TEXT SECTION -
The World Socialist Web Site spoke with students and young workers who attended protests this Saturday against attacks on the National Health Service (NHS). They spoke on NHS privatisation, the impact of the COVID-19 pandemic and the growing war crisis.

In Leeds, our reporters spoke to student Hannah, who said the privatisation of the NHS was “devastating”. It would cost people much more money, like in America, she said. “Everyone has the right to a healthy life, and if they are sick, the right to go to a doctor and get the medicine they need.”

She described having COVID and how this had worsened her asthma. “I had to go back on inhalers and start paying for them.” Having to pay nearly £16 each time was very difficult on her student income.

Asked about the events in Ukraine, Hannah said, “After we’ve had a pandemic, do we really need a war?” She thought it was “ridiculous” that vital funds needed in the pandemic were being used for military spending.

In Sheffield, reporters spoke to journalism students Siring and Bertha, from India and Nigeria.

Siring said, “The danger in Ukraine is actually of a fourth world war because I think that COVID has been the third world war… My father is a micro-biologist. He has been just like a soldier in this war. Every day, my family and I thought we could lose him at any time.”

She felt governments had treated health workers as expendable, saying, “There is no cost in the lives of health workers to any of the governments around the world. I feel that the working class is the biggest resource any country can have. The wealth is generated by the workers. It is the working class that helped the rest of us to survive the pandemic.”

Bertha said, “When the lockdown happened, there wasn’t any notice or assistance. It was just a news flash. We expected so much from the government; that they would help the low-income groups of people. The government made money during COVID by embezzling. While working people were sent to work to die. There is so much corruption. People began protesting but the government just ignored them.”

In Manchester, the WSWS spoke with Damien, a young worker, and Tal, a financial studies student, about the war crisis.

TASK 1 -
In the report on the NHS protests, how much did Hannah have to pay each time for her inhalers?
TASK 2 -
Name every person the report on the NHS protests says the reporters spoke with.
TASK 3 -
Carry on the report on the NHS protests from its final sentence.

INPUT DATA -
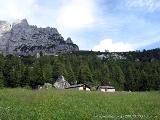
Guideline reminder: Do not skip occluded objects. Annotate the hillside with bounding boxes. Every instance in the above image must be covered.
[0,19,79,56]
[0,49,160,91]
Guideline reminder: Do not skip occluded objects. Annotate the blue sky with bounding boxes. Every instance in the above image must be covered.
[0,0,160,51]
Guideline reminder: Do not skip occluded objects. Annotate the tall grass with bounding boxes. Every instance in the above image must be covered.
[0,89,160,120]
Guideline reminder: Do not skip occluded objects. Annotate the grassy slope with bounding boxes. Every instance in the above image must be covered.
[0,89,160,120]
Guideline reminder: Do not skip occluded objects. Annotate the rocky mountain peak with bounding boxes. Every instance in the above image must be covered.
[0,19,79,55]
[66,37,73,44]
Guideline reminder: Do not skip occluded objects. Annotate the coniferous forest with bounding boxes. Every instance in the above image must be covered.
[0,49,160,91]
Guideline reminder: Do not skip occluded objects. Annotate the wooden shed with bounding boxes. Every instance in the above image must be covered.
[66,84,90,91]
[98,85,116,92]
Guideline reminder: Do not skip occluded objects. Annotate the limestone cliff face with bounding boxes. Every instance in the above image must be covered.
[0,19,79,55]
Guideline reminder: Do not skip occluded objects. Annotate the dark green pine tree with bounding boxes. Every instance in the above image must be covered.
[115,65,125,90]
[43,63,53,83]
[67,63,76,84]
[52,61,67,83]
[125,66,134,90]
[31,61,45,87]
[20,66,32,87]
[3,55,19,87]
[78,64,93,84]
[101,64,111,85]
[0,70,4,88]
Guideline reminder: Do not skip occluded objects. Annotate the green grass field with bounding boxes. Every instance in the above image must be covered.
[0,89,160,120]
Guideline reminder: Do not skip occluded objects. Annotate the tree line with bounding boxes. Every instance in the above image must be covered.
[0,50,160,91]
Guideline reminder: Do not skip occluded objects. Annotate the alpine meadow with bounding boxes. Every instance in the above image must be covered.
[0,0,160,120]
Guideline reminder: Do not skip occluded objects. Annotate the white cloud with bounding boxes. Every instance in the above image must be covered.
[57,0,96,29]
[126,0,160,12]
[0,0,38,20]
[93,39,135,52]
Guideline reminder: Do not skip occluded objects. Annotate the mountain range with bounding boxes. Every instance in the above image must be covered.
[0,19,79,56]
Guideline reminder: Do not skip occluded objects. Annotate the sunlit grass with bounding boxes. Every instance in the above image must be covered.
[0,89,160,120]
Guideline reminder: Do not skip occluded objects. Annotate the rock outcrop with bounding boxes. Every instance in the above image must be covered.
[0,19,79,55]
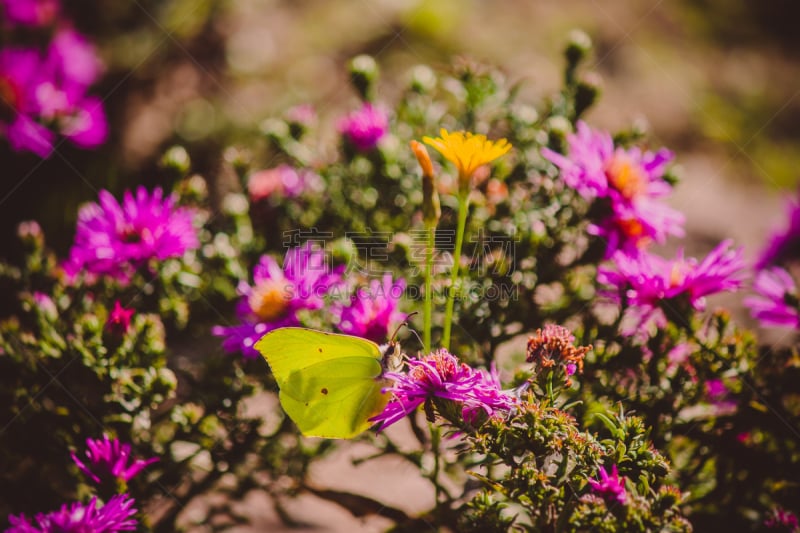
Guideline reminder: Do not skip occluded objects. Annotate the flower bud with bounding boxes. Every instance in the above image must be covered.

RESPONSE 1 -
Nearly £16 each time.

RESPONSE 2 -
Hannah, Siring, Bertha, Damien and Tal.

RESPONSE 3 -
“Russia is engaging in some sort of expansion and that’s bad, but then the Ukraine isn’t necessarily 100 percent good as the government has worked with and cooperated with various neo-Nazi and fascist groups within their own structure. So, it’s ultimately the people who are going to be affected and losing in this. There is no real clear good side in this.”

Damien said Putin had made clear that he was hostile to the working class and had denounced Russia’s revolutionary socialist past. “It’s clear to me that he’s interested in having more power, and a buffer against the NATO expansion rather than actually being interested in the people of the Ukraine.”

“The working class is the majority, so the only way they can get anything that is in their interests is by acting in their own interests.”

Tal said it was important to learn from the past. “In Russia, everyone was involved in WW1 and WW2. The whole of Europe lost millions of lives, and now they are doing it again. They are not learning from their wars, and they are not learning from their past.”

Nobody benefits from war, he said. “Whenever you go to war you lose, whichever side you are on. Our soldiers die, and your soldiers die. It’s not the Prime Ministers, or big bureaucrats and politicians who are fighting. It’s always us common people who live normal lives. We go to the wars, we get displaced, we lose our houses, we lose everything. The elite class have their bunkers, and big palaces to hide in. So, it’s the elite class who benefit really.”

“It’s all about the oil everywhere, the Middle East, energy prices going up. They are pushing us to go electric, but who can afford that. I can’t afford a petrol car, so how can I afford electric? If they want us to have electric cars, they have to increase our salaries or do something so that we can afford it.”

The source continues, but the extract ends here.